[Dataset excerpt]
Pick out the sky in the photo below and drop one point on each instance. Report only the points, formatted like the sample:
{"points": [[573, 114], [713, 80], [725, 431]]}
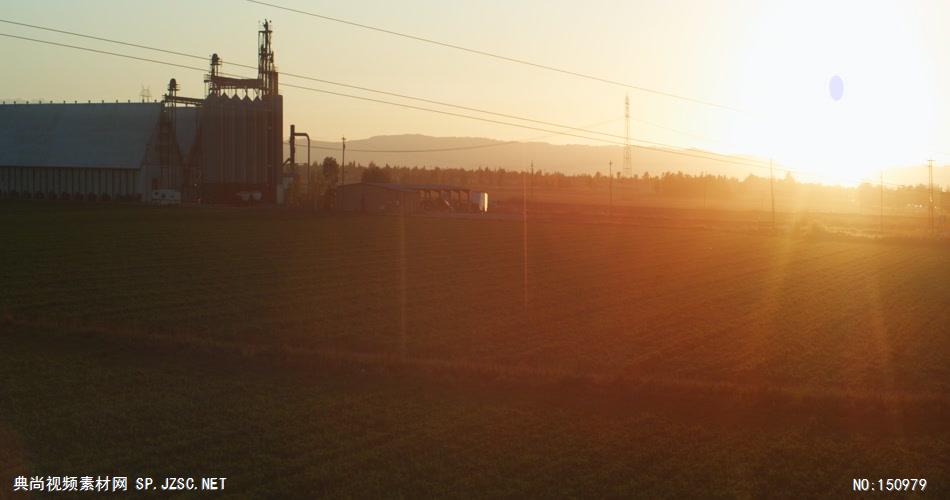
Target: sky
{"points": [[770, 62]]}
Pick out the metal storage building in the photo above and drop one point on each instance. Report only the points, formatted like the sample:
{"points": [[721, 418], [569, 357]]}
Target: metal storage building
{"points": [[213, 148], [98, 151]]}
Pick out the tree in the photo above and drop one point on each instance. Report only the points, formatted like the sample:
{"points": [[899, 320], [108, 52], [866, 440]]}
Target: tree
{"points": [[331, 170], [375, 174]]}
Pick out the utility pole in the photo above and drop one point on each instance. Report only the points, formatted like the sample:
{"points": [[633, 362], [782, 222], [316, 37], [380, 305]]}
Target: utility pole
{"points": [[882, 202], [627, 158], [704, 190], [772, 191], [342, 172], [930, 174], [610, 188], [531, 187], [524, 219]]}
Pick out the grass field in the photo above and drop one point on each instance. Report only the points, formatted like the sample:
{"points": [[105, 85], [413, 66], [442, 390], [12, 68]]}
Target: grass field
{"points": [[307, 355]]}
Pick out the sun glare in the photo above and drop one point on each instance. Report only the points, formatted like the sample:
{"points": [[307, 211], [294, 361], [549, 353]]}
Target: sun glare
{"points": [[845, 97]]}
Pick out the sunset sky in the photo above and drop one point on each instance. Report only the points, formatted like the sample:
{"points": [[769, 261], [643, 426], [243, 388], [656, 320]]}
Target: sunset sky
{"points": [[771, 60]]}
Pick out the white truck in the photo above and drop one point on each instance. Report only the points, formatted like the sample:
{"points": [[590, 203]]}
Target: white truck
{"points": [[165, 197]]}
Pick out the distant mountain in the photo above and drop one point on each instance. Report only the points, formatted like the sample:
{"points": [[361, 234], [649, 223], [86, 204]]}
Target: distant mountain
{"points": [[474, 152], [918, 175]]}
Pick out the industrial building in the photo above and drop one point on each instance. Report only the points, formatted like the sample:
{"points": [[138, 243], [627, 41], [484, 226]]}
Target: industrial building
{"points": [[211, 149], [373, 197]]}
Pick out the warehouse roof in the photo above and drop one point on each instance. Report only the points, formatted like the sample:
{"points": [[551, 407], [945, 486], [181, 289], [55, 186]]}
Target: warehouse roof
{"points": [[76, 135], [410, 187]]}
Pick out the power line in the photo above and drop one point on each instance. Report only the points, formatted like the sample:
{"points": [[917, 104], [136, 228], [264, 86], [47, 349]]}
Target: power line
{"points": [[721, 158], [367, 89], [502, 57], [355, 87], [403, 105]]}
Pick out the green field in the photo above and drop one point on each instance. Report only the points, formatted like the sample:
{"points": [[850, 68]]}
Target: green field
{"points": [[303, 355]]}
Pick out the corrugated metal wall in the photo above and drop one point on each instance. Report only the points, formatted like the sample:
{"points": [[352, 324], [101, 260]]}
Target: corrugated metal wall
{"points": [[31, 181]]}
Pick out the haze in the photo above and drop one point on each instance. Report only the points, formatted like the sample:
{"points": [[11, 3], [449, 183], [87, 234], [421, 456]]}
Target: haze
{"points": [[772, 60]]}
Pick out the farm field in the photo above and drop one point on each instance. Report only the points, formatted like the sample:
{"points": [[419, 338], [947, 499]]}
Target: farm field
{"points": [[426, 356]]}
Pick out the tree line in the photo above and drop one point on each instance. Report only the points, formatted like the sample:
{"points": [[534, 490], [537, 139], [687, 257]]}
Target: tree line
{"points": [[323, 177]]}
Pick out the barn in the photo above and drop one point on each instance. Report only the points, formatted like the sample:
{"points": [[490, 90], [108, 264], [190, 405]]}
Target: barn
{"points": [[212, 149], [98, 151]]}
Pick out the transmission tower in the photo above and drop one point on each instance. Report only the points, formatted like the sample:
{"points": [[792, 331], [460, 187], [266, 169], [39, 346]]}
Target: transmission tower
{"points": [[627, 160]]}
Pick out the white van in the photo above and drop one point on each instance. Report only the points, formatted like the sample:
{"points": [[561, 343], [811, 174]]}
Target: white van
{"points": [[165, 197]]}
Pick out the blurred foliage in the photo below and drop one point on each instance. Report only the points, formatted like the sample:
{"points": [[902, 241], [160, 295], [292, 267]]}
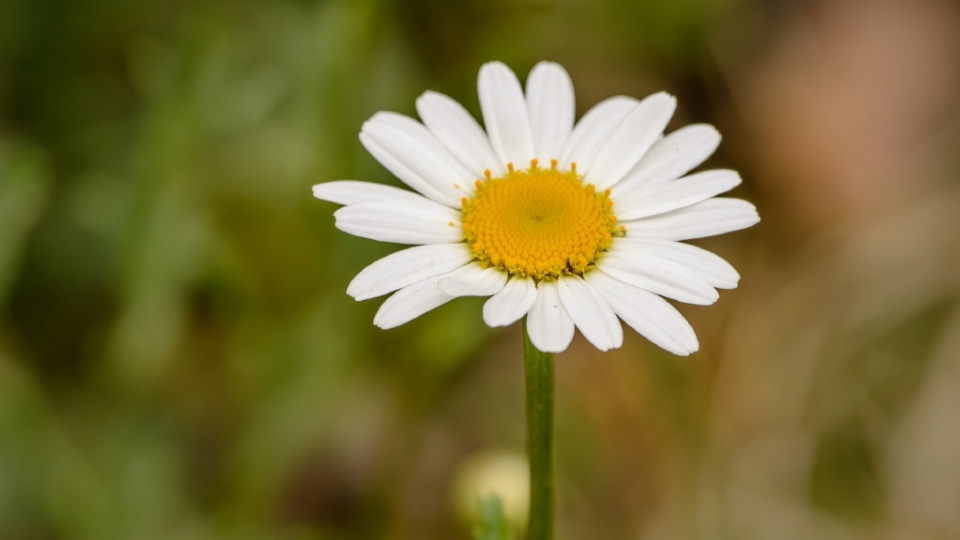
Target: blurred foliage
{"points": [[178, 358], [493, 524]]}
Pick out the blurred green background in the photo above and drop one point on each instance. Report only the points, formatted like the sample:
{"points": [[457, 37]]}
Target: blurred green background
{"points": [[178, 357]]}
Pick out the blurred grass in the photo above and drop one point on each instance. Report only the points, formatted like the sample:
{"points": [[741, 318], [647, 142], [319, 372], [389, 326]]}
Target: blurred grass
{"points": [[178, 358]]}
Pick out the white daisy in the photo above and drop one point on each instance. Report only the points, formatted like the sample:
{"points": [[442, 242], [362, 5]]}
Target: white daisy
{"points": [[572, 226]]}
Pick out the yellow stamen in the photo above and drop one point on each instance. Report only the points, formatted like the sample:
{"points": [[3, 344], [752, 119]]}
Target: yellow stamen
{"points": [[537, 222]]}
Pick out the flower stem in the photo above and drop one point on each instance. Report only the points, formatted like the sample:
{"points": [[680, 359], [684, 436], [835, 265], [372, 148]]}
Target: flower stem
{"points": [[539, 370]]}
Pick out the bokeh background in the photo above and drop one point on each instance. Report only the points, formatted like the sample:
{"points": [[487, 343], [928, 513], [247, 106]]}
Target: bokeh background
{"points": [[178, 358]]}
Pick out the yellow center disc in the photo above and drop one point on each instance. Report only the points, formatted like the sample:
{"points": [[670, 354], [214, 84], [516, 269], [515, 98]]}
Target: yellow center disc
{"points": [[542, 223]]}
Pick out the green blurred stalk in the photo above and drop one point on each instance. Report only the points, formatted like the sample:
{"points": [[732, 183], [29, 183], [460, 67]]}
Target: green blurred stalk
{"points": [[539, 370]]}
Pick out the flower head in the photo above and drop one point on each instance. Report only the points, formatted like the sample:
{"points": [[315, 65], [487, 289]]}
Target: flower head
{"points": [[573, 226]]}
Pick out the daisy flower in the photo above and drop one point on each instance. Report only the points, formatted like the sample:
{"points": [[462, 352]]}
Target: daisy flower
{"points": [[572, 226]]}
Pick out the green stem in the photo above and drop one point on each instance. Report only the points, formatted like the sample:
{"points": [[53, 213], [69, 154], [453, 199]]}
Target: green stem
{"points": [[539, 369]]}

__What is asked__.
Reproduce the material above word for word, leaving out the pictures.

__Solution for this task__.
Pick out the sky in the photo below and drop one point on each instance. Report only the points, formatted like the sample:
{"points": [[573, 114], [713, 80], [725, 431]]}
Target: sky
{"points": [[770, 62]]}
Pick out the metal storage building in the photo above and drop one point on each instance. Report only the points, formatted like the sample:
{"points": [[721, 418], [569, 357]]}
Target: metal storage building
{"points": [[213, 148], [98, 151]]}
Pick out the tree in the photo above and drop one point on each instance. Report only the points, formatted like the sample:
{"points": [[899, 320], [108, 52], [866, 440]]}
Target: tree
{"points": [[331, 170], [375, 174]]}
Pick out the utility pole in the photo above and drop one point on each instance. Report only the points, formatted like the sample:
{"points": [[633, 362], [782, 222], [316, 37], [380, 305]]}
Target: utility pole
{"points": [[882, 202], [627, 158], [704, 190], [772, 191], [342, 172], [930, 174], [610, 188], [531, 187], [524, 219]]}
Pick out the grass field in the photo above and drop one point on each instance. Report only the points, formatted like the sample:
{"points": [[105, 85], [413, 66], [442, 390], [12, 68]]}
Target: grass field
{"points": [[307, 355]]}
Pick out the sun glare in the photo above and drop one point on each instance. Report only the points, formatted like the sample:
{"points": [[307, 211], [294, 361], [549, 353]]}
Target: sun glare
{"points": [[845, 97]]}
Pick out the sunset sky in the photo above and drop one point on each instance. Report only the points, formatted like the sample:
{"points": [[769, 261], [643, 426], [243, 388], [656, 320]]}
Target: sunset sky
{"points": [[771, 60]]}
Pick out the white truck in the photo above and drop one point on each instance. Report only the points, formatted like the sample:
{"points": [[590, 203]]}
Target: white truck
{"points": [[165, 197]]}
Pick out the distant mountain in the photo above and drop one point on each instance. Report only the points, formatted like the sample:
{"points": [[361, 234], [649, 223], [86, 204]]}
Target: distant mountain
{"points": [[474, 152], [918, 175]]}
Pick out the industrial building in the photo above and drop one point on each instance. Report only the points, formatted like the sample:
{"points": [[138, 243], [627, 41], [484, 226]]}
Target: industrial building
{"points": [[211, 149], [373, 197]]}
Pick out the warehouse roof in the photo above and drop one point on each instance. Report only the points, formatted like the sample:
{"points": [[551, 407], [945, 486], [181, 289], [55, 186]]}
Target: warehouse roof
{"points": [[76, 135], [410, 187]]}
Pick out the power line in the photo above and drop one point on each instance. Report only the points, formatted like the sample:
{"points": [[917, 104], [136, 228], [264, 86], [47, 349]]}
Target: power line
{"points": [[721, 158], [367, 89], [502, 57], [355, 87], [403, 105]]}
Pick out the green field in the photo above and drop one point on each instance. Report only the points, formatted like the sample:
{"points": [[850, 68]]}
Target: green field
{"points": [[303, 355]]}
Pick out the corrugated metal wall in the photo above and drop one point on each instance. Report only the points, formatted like the sample:
{"points": [[352, 324], [101, 260]]}
Target: corrugated metal wall
{"points": [[31, 181]]}
Pick out the haze in the photo above and drop one point on each instance. Report only the points, formatted like the sample:
{"points": [[11, 3], [449, 183], [87, 234], [421, 456]]}
Target: haze
{"points": [[772, 60]]}
Pick out the farm field in the photo above and drop one point on each instance. Report only the points, formatted like the sample:
{"points": [[419, 338], [947, 499]]}
Target: farm field
{"points": [[426, 356]]}
Pick out the tree line in the photo above and drop one point on each instance. Report only the points, formatted like the sample:
{"points": [[534, 490], [537, 139], [687, 257]]}
Target: tree line
{"points": [[323, 177]]}
Pick out the barn in the photo above and drop one point on each instance. Report only the points, formatted like the sample:
{"points": [[490, 90], [108, 264], [190, 405]]}
Target: barn
{"points": [[212, 149], [98, 151]]}
Pick out the transmission tower in the photo above and drop one point on each instance. Report only the points, formatted like the sample:
{"points": [[792, 331], [460, 187], [266, 169], [39, 346]]}
Target: transmission tower
{"points": [[627, 160]]}
Pick out the white van in the photo above and drop one point on each instance. Report only the points, formatted like the sample:
{"points": [[561, 343], [811, 174]]}
Target: white van
{"points": [[165, 197]]}
Pick out the blurred foliage in the photo below and drop one point on each instance. Report only the points, formatted like the sample:
{"points": [[902, 241], [160, 295], [292, 267]]}
Target: blurred foliage
{"points": [[178, 358], [493, 524]]}
Pick out the blurred green background in the photo above and drop one point on each instance. Report only the points, formatted like the sample:
{"points": [[457, 37]]}
Target: blurred green background
{"points": [[178, 357]]}
Pick out the blurred grass in the photo above and drop one point on each instance. Report only the points, formatted like the sample:
{"points": [[741, 318], [647, 142], [319, 372], [389, 326]]}
Target: blurred grass
{"points": [[178, 358]]}
Pick out the white daisy in the photo above and drop one point on each instance. Report only the points, formatted like the sample:
{"points": [[442, 242], [362, 5]]}
Target: white daisy
{"points": [[572, 226]]}
Pick out the yellow stamen in the photo above and drop one point on each instance. Report only the points, formatted like the sample:
{"points": [[3, 344], [752, 119]]}
Target: yellow stamen
{"points": [[537, 222]]}
Pick out the flower stem in the photo above and drop one point on each instance. Report only the points, formatted like the sample:
{"points": [[680, 359], [684, 436], [835, 265], [372, 148]]}
Target: flower stem
{"points": [[539, 370]]}
Pick out the bokeh background in the photo above and drop one point on each instance. Report only the points, formatted like the sample:
{"points": [[487, 343], [928, 513], [247, 106]]}
Target: bokeh background
{"points": [[178, 358]]}
Pick out the yellow center disc in the photo above and drop one point on each instance. Report only the points, formatted like the sample:
{"points": [[670, 354], [214, 84], [516, 269], [515, 98]]}
Target: yellow center disc
{"points": [[542, 223]]}
Pick out the green blurred stalk in the photo above and drop one point on each instance. Report only the points, formatted like the sample:
{"points": [[732, 183], [29, 183], [460, 67]]}
Target: green blurred stalk
{"points": [[539, 370]]}
Pick out the flower head in the photo above and drop one point on each instance. Report only the points, formatted like the sample:
{"points": [[315, 65], [487, 289]]}
Target: flower head
{"points": [[573, 226]]}
Pick out the daisy flower in the photo above and drop one point on each instance. Report only the points, formatted like the sample:
{"points": [[462, 352]]}
Target: daisy flower
{"points": [[572, 226]]}
Pick out the green stem in the photo above and drop one point on each instance. Report only the points, formatted like the sample:
{"points": [[53, 213], [69, 154], [453, 199]]}
Target: green stem
{"points": [[539, 369]]}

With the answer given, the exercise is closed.